Page extract ->
◇ ◇ ◇ ◇ ◇ ◇ ◇

I have already run similar smaller models for some toy data sets and the model performance was good. But for this model and my real data, the performane is awful. The model currently runs for 16 hours and has not even finished the first 200 iterations. Is there anything in the code I could try to speed up the model?

Thanks!

I think the generic suggestions would be (1) turn on GPU support since you’re using lots of matrix operations (2) parallelise the likelihood function with map_rect. In your case, I think point (2) will be ugly and hard because of the map_rect interface at the moment, but point (1) may provide some serious improvements.

Some info about getting the math library to run with GPU support.

Thanks for your idea! I hope I turned on GPU support correctly but the model is still really slow. For the GPU support it says that this is activated for very large matrices (i.e. 1200x1200 matrices) anyway. So maybe the GPU support doesn’t work for me because I have many matrix operations but the matrices are not really large.

I will have a look at map_rect! But maybe I have to accept, that my model will be slow. But of course I would be very happy about further ideas!

Ah sorry to hear that , but I’ve no doubt there is ways to optimise it and some of the wizards on this forum doubtless know how.

I think what may help is breaking the model down a bit so it’s easier for people to engage with without having to spend a lot of time parsing it first. Our best guys are really busy so anything that makes it easy to dip into a question quickly
will help get a better response.

◇ ◇ ◇ ◇ ◇ ◇ ◇

[Entries from a point annotation set]
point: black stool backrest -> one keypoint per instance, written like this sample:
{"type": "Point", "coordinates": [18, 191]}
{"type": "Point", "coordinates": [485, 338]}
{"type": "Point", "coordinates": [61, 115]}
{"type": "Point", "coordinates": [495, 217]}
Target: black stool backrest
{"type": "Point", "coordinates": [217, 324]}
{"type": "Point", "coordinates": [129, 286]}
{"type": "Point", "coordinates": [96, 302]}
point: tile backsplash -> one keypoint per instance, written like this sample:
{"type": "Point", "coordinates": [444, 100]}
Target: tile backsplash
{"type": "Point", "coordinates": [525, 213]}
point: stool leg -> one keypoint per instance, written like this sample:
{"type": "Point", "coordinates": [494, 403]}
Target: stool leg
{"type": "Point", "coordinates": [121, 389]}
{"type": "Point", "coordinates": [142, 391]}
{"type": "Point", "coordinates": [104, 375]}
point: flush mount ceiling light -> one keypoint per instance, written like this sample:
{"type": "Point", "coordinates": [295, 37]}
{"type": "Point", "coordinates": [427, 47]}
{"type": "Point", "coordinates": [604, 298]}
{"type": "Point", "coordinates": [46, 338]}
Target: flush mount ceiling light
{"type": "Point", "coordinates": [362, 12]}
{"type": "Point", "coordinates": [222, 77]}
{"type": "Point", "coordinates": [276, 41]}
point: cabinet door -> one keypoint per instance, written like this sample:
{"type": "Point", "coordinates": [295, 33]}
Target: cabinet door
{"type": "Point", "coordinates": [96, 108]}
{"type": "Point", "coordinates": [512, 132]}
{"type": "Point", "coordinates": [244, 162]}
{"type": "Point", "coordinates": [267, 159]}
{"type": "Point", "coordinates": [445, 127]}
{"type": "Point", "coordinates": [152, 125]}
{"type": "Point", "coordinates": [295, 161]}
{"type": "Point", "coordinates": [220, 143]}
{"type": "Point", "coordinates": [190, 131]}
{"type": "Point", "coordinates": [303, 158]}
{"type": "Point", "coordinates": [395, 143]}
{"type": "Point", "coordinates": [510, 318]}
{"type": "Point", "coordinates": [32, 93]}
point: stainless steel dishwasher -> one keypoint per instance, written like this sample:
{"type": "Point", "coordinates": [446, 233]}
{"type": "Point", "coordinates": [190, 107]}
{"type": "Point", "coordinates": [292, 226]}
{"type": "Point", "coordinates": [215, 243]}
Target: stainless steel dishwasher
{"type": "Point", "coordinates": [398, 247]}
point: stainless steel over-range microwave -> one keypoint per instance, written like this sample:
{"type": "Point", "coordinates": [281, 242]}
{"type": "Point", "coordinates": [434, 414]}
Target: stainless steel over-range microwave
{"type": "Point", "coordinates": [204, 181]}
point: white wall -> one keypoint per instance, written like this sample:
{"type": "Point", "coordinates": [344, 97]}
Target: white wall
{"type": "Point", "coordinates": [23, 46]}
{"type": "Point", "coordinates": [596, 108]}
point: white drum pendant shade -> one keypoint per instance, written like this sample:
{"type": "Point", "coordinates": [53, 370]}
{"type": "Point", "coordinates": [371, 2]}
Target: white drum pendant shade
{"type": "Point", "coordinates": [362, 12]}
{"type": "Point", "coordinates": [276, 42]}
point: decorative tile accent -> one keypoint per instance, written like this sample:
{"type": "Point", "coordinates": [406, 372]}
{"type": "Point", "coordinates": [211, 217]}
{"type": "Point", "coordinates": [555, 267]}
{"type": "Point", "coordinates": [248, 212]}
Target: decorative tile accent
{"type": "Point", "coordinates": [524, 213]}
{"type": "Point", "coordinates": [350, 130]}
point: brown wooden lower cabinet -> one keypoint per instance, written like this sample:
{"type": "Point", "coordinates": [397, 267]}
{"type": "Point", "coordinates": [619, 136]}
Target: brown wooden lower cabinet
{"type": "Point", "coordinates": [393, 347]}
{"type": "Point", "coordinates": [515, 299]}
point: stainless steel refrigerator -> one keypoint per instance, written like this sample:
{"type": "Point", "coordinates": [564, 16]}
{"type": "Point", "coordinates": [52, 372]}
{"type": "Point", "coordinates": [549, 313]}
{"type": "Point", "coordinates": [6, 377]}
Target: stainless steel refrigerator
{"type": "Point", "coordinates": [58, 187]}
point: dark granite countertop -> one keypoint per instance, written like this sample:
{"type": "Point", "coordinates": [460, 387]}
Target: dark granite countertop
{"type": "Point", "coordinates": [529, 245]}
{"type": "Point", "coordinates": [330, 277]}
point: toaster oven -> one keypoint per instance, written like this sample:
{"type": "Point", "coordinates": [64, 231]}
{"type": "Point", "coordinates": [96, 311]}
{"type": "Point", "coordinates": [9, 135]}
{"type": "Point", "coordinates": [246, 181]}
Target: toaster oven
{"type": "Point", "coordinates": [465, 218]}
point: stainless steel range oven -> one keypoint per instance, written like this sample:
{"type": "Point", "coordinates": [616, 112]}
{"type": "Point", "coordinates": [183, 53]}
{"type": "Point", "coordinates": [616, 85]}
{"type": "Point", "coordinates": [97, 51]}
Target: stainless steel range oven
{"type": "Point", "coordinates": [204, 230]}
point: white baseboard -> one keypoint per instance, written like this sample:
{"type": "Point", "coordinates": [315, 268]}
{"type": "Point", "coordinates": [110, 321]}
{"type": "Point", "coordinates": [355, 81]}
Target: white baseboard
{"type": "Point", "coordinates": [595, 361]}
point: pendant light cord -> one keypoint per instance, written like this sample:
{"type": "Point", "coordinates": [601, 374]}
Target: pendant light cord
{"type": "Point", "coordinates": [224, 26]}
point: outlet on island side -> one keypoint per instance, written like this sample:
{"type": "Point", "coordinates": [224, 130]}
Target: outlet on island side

◇ ◇ ◇ ◇ ◇ ◇ ◇

Written tasks ->
1: Please copy the model-speed thread word for word, from "I think the" to "not really large.", inclusive.
2: In the model-speed thread, for what size of matrices does GPU support say it is activated?

Final answers ->
1:
I think the generic suggestions would be (1) turn on GPU support since you’re using lots of matrix operations (2) parallelise the likelihood function with map_rect. In your case, I think point (2) will be ugly and hard because of the map_rect interface at the moment, but point (1) may provide some serious improvements.

Some info about getting the math library to run with GPU support.

Thanks for your idea! I hope I turned on GPU support correctly but the model is still really slow. For the GPU support it says that this is activated for very large matrices (i.e. 1200x1200 matrices) anyway. So maybe the GPU support doesn’t work for me because I have many matrix operations but the matrices are not really large.

2: Very large matrices, such as 1200x1200 matrices.